## Recorded information
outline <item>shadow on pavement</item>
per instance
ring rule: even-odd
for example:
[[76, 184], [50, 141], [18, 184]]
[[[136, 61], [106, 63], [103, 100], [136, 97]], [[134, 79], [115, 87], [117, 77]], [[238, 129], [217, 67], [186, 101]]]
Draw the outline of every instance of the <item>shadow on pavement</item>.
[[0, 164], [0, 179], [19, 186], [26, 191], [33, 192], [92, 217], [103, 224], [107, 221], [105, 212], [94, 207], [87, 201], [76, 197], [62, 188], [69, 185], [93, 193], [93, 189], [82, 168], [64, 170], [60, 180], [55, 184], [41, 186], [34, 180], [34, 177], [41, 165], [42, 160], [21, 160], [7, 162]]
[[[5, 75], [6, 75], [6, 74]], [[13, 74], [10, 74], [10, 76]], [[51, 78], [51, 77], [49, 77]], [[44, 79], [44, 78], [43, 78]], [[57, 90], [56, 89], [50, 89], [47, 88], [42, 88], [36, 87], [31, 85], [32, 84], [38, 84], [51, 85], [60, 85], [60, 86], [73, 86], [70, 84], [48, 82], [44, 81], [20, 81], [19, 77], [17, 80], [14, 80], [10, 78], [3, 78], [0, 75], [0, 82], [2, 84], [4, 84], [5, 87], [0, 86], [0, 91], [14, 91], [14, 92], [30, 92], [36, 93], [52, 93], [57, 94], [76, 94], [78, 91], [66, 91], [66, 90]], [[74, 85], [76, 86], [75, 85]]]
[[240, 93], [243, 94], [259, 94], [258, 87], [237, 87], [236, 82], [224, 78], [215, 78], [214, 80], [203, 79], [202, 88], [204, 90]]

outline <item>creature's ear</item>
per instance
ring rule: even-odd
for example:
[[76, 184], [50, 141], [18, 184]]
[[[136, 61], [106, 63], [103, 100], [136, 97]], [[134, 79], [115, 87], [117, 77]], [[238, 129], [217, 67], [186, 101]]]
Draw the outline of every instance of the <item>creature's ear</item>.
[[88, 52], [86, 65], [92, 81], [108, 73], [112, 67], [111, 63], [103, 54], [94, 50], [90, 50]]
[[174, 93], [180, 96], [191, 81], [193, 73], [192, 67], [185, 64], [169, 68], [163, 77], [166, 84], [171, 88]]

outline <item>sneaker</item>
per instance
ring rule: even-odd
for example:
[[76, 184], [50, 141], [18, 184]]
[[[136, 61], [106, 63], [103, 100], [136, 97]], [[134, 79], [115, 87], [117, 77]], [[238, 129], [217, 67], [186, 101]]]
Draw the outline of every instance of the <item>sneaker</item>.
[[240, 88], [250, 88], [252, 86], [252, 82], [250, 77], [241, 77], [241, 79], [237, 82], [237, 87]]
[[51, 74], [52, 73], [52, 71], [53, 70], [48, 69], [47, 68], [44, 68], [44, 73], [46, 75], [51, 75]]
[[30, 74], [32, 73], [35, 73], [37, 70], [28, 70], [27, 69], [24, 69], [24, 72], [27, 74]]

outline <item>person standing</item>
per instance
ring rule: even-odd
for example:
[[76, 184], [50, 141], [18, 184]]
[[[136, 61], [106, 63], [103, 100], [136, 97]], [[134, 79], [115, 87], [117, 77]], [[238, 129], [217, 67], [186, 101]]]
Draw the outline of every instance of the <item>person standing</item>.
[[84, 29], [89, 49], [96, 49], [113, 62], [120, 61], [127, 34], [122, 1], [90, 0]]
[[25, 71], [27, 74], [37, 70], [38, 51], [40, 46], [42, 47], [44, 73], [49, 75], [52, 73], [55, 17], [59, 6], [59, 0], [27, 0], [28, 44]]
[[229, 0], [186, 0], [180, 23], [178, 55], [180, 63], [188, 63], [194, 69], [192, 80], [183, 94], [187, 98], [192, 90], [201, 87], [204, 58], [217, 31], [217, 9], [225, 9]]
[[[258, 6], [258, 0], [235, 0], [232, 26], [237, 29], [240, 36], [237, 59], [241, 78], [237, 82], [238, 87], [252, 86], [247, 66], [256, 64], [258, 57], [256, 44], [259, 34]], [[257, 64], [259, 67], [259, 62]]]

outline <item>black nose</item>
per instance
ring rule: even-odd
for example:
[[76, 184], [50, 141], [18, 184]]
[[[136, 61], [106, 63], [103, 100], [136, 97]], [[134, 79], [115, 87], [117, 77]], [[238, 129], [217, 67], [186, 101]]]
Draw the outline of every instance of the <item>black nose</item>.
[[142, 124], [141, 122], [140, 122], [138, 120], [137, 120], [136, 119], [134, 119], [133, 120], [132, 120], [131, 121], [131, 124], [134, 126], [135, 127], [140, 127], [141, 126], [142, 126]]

## Task brief
Present every line of the records above as a Markdown table with the columns "Row" and "Record line," numbering the rows in order and omitting blank lines.

## Completed task
| Row | Record line |
|---|---|
| 1 | outline <item>shadow on pavement</item> |
| 2 | per instance |
| 3 | ring rule: even-odd |
| 4 | for example: |
| 5 | [[76, 184], [50, 141], [18, 184]] |
| 6 | [[[136, 61], [106, 63], [103, 100], [136, 97]], [[134, 79], [115, 87], [117, 77]], [[238, 129], [217, 67], [186, 101]]] |
| 7 | Draw the outline of every instance of the <item>shadow on pavement</item>. |
| 8 | [[0, 164], [0, 179], [19, 186], [26, 191], [33, 192], [92, 217], [103, 224], [107, 221], [105, 212], [94, 207], [87, 201], [76, 197], [62, 188], [69, 185], [93, 193], [93, 189], [82, 168], [64, 170], [60, 180], [55, 184], [41, 186], [34, 180], [34, 177], [41, 165], [42, 160], [21, 160], [7, 162]] |
| 9 | [[[5, 75], [6, 75], [6, 74]], [[13, 74], [10, 74], [10, 76]], [[51, 78], [51, 77], [49, 77]], [[44, 79], [44, 78], [43, 78]], [[57, 90], [56, 89], [50, 89], [47, 88], [42, 88], [36, 87], [31, 85], [32, 84], [38, 84], [51, 85], [60, 85], [60, 86], [73, 86], [70, 84], [48, 82], [44, 81], [20, 81], [19, 77], [17, 80], [14, 80], [10, 78], [3, 78], [0, 75], [0, 82], [2, 84], [4, 84], [5, 87], [0, 86], [0, 91], [14, 91], [14, 92], [30, 92], [36, 93], [52, 93], [57, 94], [76, 94], [78, 91], [66, 91], [66, 90]], [[74, 85], [76, 86], [75, 85]]] |
| 10 | [[240, 93], [243, 94], [259, 94], [258, 87], [237, 87], [236, 82], [224, 78], [215, 78], [214, 80], [203, 79], [202, 88], [204, 90]] |
| 11 | outline <item>creature's ear</item> |
| 12 | per instance |
| 13 | ring rule: even-odd |
| 14 | for example: |
| 15 | [[76, 184], [50, 141], [18, 184]] |
| 16 | [[[136, 61], [106, 63], [103, 100], [136, 97]], [[134, 79], [115, 87], [117, 77]], [[238, 129], [217, 67], [186, 101]]] |
| 17 | Draw the outline of every instance of the <item>creature's ear</item>. |
| 18 | [[88, 52], [86, 65], [92, 81], [108, 73], [112, 67], [111, 63], [103, 54], [94, 50], [90, 50]] |
| 19 | [[174, 93], [180, 96], [191, 81], [193, 73], [192, 67], [185, 64], [169, 68], [163, 77], [166, 84], [171, 88]] |
| 20 | outline <item>sneaker</item> |
| 21 | per instance |
| 22 | ring rule: even-odd |
| 23 | for example: |
| 24 | [[76, 184], [50, 141], [18, 184]] |
| 25 | [[[136, 61], [106, 63], [103, 100], [136, 97]], [[134, 79], [115, 87], [117, 77]], [[238, 129], [217, 67], [186, 101]]] |
| 26 | Draw the outline of every instance of the <item>sneaker</item>. |
| 27 | [[240, 88], [250, 88], [252, 86], [252, 82], [250, 77], [241, 77], [241, 79], [237, 82], [237, 87]] |
| 28 | [[51, 74], [52, 73], [52, 71], [53, 70], [48, 69], [47, 68], [44, 68], [44, 73], [46, 75], [51, 75]] |
| 29 | [[30, 74], [32, 73], [35, 73], [37, 70], [28, 70], [27, 69], [24, 69], [24, 72], [27, 74]] |
| 30 | outline <item>person standing</item> |
| 31 | per instance |
| 32 | ring rule: even-odd |
| 33 | for example: |
| 34 | [[76, 184], [50, 141], [18, 184]] |
| 35 | [[[136, 61], [106, 63], [103, 100], [136, 97]], [[134, 79], [115, 87], [117, 77]], [[238, 129], [217, 67], [186, 101]]] |
| 36 | Draw the outline of every instance of the <item>person standing</item>. |
| 37 | [[84, 29], [89, 49], [96, 49], [113, 62], [120, 61], [127, 34], [122, 1], [90, 0]] |
| 38 | [[25, 71], [27, 74], [37, 70], [38, 51], [40, 46], [42, 47], [44, 73], [49, 75], [52, 73], [55, 17], [59, 6], [59, 0], [27, 0], [28, 44]] |
| 39 | [[229, 0], [186, 0], [180, 23], [178, 55], [180, 63], [188, 63], [194, 69], [192, 80], [183, 94], [187, 98], [192, 90], [201, 87], [204, 58], [217, 31], [217, 9], [225, 9]] |
| 40 | [[[258, 6], [258, 0], [235, 0], [232, 26], [237, 29], [240, 36], [237, 59], [241, 78], [237, 82], [238, 87], [252, 86], [247, 66], [256, 64], [258, 57], [256, 44], [259, 34]], [[257, 64], [259, 67], [259, 62]]] |
| 41 | outline <item>black nose</item> |
| 42 | per instance |
| 43 | ring rule: even-odd |
| 44 | for example: |
| 45 | [[76, 184], [50, 141], [18, 184]] |
| 46 | [[[136, 61], [106, 63], [103, 100], [136, 97]], [[134, 79], [115, 87], [117, 77]], [[238, 129], [217, 67], [186, 101]]] |
| 47 | Draw the outline of every instance of the <item>black nose</item>. |
| 48 | [[142, 124], [141, 122], [140, 122], [138, 120], [137, 120], [136, 119], [134, 119], [133, 120], [132, 120], [131, 121], [131, 124], [134, 126], [135, 127], [140, 127], [141, 126], [142, 126]] |